What you have to do |
Please update the records below by replacing each "column" with "pillar" and changing nothing else, then write them out again without the pictures.

++++++

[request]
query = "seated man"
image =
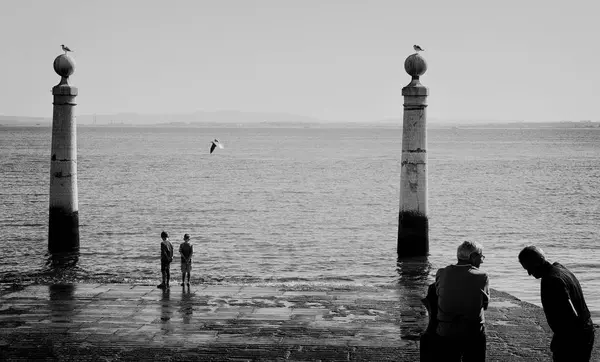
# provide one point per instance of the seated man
(463, 294)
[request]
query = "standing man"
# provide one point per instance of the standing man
(166, 257)
(564, 306)
(186, 250)
(463, 294)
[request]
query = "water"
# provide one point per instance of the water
(304, 205)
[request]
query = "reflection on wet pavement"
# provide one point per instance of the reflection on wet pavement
(375, 323)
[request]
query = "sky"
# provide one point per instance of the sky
(333, 60)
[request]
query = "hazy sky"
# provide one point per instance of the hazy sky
(334, 60)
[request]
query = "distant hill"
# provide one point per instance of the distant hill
(271, 119)
(16, 120)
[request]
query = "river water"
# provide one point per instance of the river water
(296, 205)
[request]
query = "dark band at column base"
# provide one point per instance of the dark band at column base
(413, 234)
(63, 231)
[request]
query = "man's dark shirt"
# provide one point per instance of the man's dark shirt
(166, 251)
(558, 286)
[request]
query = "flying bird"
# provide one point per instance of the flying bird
(65, 48)
(215, 144)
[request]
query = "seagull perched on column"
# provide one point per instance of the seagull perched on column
(65, 48)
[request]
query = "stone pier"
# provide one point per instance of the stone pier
(63, 226)
(413, 223)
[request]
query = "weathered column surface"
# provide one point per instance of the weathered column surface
(63, 226)
(413, 224)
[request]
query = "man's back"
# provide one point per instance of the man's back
(166, 251)
(463, 293)
(186, 251)
(558, 287)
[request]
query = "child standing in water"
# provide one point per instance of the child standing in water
(166, 257)
(186, 250)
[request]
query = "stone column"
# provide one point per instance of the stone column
(413, 224)
(63, 226)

++++++

Written solution |
[request]
query = "seated man"
image =
# provide one point per instance of the seated man
(463, 294)
[request]
query = "standing man"
# provide one point per instance of the standing man
(166, 257)
(564, 306)
(186, 250)
(463, 294)
[request]
query = "water"
# provide one point per instance of the water
(304, 205)
[request]
query = "reflection on wet pavement"
# provide one point per instance of the reflection on wet pavement
(375, 323)
[request]
query = "sky"
# provide one point per instance of the sky
(333, 60)
[request]
query = "hazy sky"
# provide one point per instance of the hazy sky
(334, 60)
[request]
query = "distant hill"
# provide one point per instance of the distant hill
(271, 119)
(16, 120)
[request]
query = "river water"
# provide one point per instance of the river water
(296, 205)
[request]
query = "dark band at pillar base"
# provide one point per instance of the dark band at pillar base
(413, 234)
(63, 231)
[request]
query = "man's dark shirt"
# provide one point per instance of the man's dark shirt
(166, 251)
(558, 286)
[request]
query = "flying bird"
# provide one point per instance of the flying bird
(65, 48)
(215, 144)
[request]
query = "seagull perched on pillar"
# provide one point per instance of the seagull perched on pillar
(65, 48)
[request]
query = "stone pier"
# provide one point per instance of the stone pier
(63, 226)
(413, 223)
[request]
query = "weathered pillar surface"
# provide one point per instance of the weathered pillar surface
(63, 226)
(413, 224)
[request]
query = "man's back"
# provide one point per instance of the man's back
(166, 251)
(463, 293)
(186, 251)
(558, 287)
[request]
query = "child standing in water"
# provide one point per instance of the child standing in water
(166, 257)
(186, 250)
[request]
query = "stone pillar"
# provide one point per instance of the stone pillar
(413, 224)
(63, 226)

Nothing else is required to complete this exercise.